Keep every line in which "mountain" occurs and drop the rest of the data.
RECORDED DATA below:
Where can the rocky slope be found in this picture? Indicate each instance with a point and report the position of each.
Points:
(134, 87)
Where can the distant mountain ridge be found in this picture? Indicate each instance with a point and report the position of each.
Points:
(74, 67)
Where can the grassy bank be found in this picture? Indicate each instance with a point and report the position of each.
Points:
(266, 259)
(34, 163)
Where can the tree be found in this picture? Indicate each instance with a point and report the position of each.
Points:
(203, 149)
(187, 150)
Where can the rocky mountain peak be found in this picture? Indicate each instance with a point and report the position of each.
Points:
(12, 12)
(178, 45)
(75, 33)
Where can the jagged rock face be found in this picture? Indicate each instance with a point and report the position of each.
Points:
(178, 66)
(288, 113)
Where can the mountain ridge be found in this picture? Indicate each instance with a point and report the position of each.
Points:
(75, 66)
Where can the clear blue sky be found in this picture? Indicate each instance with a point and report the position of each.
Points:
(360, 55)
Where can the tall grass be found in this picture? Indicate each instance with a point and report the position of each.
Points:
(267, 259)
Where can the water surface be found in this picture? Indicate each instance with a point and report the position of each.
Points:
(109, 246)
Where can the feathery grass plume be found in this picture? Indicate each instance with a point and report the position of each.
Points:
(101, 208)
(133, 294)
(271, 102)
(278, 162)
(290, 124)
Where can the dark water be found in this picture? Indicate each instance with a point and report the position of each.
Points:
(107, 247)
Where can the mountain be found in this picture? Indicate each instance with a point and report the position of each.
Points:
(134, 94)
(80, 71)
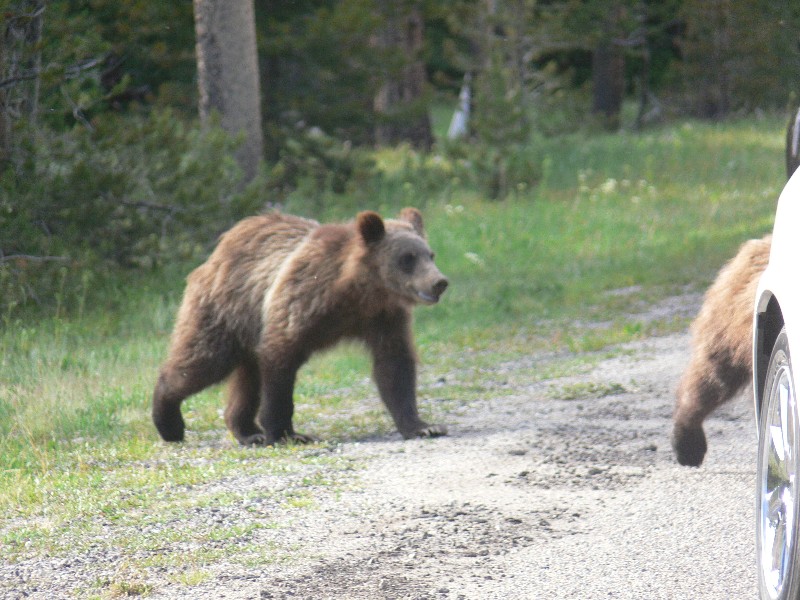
End of RECORDED DATA.
ANSWER TO THE PROBLEM:
Where can the distant mountain ridge be found in this picture? Indicate each instance with a point and report the position of each.
Where can the rocky mountain peak be found in this picture? Indicate each instance with a point and report the position of each.
Where can the mountain ridge be found in this picture? Indicate each instance with a point and report the position of each.
Where can the mountain be found in this picture? Indicate each instance with a point and report the position of each.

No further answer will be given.